SELECTED EXTRACT:
=-=-=

Whether you’re a an entrepreneur leading a small business , a C-Level executive (CEO/CFO/CIO/CTO) at a mid-sized business, the head of the Project Management Office (PMO), or a business manager watching out for your department, you are often stuck in the position of having to “watch that basket” with your most critical projects.

Even worse, many times you’re never truly sure if one of your key projects is in trouble until it’s too late.

Fortunately, there are some signs that can help you identify a troubled project early, so that you can intervene and put it back on track. I polled our project recovery services specialists at Cedar Point Consulting, and we thought of seven effective ways to identify a troubled project:

  1. Perpetual Green Lights, Little Activity. Many of us are familiar with the approach of labeling projects green when they are on schedule and budget; yellow when the project is falling behind; and red when the project is far behind and/or over-budget. Perhaps your key project has been reporting green for the last three months, but oddly there’s been very little activity related to the project. This is probably a good signal that the project is actually in trouble.
  2. Lot’s of TBD’s. Effective risk and issue management are critical to the success of most projects, yet they are often ignored. If your key project is well past the early stages, but is reporting back a lot of TBD’s (to be determined) in the “resolution” column for risks and issues, then it’s probably a troubled project, even when the schedule doesn’t show it.
  3. Avoiders. The leader in charge of your key project may be a formal project manager or a manager of a business line, but regardless of who they are, you are getting the unsettling feeling that they are avoiding you. Perhaps they are missing at meetings, they’re head the other way down the hall when they see you, they’re not returning phone calls, or they’re not providing status reports. Unless you have a problem bathing, the project leader is likely avoiding you because the project is in trouble.
  4. Troubling Trends. Experienced project managers are familiar in using techniques like earned value management (EVM) to identify project progress by comparing actual to planned results for work completed, costs incurred and time spent. Though you may not be using EVM on your projects, you can watch for dramatic increases or drops in spending, dramatic changes to the work being delivered or sudden changes to schedule with no new schedule dates. In many cases, your key project is in a free-fall.

=-=-=

DATA LINES:

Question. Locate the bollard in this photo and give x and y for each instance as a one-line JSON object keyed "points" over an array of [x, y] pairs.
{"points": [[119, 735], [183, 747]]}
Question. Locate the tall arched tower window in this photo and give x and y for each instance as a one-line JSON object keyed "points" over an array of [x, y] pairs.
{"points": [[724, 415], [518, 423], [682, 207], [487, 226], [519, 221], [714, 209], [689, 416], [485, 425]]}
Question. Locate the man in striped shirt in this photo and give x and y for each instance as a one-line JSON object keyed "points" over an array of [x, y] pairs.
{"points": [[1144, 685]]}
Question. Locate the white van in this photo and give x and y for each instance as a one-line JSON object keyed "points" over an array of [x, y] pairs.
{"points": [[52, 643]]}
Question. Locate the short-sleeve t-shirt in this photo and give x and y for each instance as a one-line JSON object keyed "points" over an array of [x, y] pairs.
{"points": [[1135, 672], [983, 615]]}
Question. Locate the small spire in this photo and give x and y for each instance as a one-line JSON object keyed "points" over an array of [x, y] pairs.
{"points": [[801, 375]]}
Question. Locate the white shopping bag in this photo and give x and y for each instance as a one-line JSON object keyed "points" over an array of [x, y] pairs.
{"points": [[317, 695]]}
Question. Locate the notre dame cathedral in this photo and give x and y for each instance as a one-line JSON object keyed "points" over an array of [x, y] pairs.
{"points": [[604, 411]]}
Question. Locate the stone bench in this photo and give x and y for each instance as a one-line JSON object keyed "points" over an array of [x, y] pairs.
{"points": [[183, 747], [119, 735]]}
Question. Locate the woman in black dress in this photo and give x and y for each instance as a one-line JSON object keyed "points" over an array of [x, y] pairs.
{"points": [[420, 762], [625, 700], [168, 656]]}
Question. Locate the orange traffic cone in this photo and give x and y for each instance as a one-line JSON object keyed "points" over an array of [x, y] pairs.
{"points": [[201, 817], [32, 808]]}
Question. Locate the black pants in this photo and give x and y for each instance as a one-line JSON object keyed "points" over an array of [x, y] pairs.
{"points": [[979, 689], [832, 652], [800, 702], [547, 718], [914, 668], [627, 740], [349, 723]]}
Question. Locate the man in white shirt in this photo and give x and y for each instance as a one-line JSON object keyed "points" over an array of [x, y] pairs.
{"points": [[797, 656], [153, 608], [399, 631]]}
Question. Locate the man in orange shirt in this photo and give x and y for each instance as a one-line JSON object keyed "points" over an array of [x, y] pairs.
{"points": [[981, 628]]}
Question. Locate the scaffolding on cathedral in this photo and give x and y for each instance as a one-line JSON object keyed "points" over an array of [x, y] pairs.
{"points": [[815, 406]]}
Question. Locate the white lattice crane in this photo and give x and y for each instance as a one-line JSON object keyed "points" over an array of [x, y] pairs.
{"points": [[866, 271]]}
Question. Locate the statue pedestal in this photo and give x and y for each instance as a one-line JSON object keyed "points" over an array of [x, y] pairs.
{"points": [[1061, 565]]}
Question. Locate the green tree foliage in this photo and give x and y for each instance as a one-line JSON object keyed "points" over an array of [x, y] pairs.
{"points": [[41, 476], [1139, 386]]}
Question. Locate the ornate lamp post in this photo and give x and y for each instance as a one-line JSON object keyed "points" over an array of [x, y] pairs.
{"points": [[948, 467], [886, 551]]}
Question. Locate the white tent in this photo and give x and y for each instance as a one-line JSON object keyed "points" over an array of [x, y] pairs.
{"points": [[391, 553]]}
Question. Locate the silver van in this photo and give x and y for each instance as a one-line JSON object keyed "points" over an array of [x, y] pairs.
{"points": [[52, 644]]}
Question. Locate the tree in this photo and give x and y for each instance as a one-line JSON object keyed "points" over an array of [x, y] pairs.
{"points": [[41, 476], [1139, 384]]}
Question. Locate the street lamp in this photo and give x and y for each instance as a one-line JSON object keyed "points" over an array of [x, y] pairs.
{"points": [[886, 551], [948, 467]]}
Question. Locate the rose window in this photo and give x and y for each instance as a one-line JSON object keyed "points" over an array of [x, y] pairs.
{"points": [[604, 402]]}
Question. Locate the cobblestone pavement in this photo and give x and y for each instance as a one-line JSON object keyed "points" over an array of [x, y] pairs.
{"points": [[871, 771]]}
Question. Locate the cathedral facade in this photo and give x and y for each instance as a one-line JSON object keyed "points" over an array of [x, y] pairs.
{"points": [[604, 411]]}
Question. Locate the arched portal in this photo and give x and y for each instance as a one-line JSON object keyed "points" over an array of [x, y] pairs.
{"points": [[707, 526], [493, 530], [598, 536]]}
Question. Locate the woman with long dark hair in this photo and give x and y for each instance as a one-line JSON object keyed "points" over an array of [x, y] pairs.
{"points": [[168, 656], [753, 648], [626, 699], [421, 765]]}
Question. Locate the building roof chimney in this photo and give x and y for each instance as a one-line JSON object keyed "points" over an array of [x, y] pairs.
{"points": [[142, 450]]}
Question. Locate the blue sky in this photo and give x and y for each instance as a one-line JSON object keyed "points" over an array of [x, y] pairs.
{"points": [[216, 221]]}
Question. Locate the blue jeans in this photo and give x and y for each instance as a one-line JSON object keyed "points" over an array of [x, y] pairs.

=-=-=

SET PROBLEM:
Summarize the text on spotting troubled projects in two sentences.

EXPECTED ANSWER:
Entrepreneurs, executives, PMO heads and business managers often cannot tell that a critical project is in trouble until it is too late, but certain early signs let them step in and put it back on track. Those signs include status reports that stay green despite little activity, many "to be determined" entries in the resolution column for risks and issues well past the early stages, a project leader who avoids you, and dramatic swings in spending, delivered work or schedule.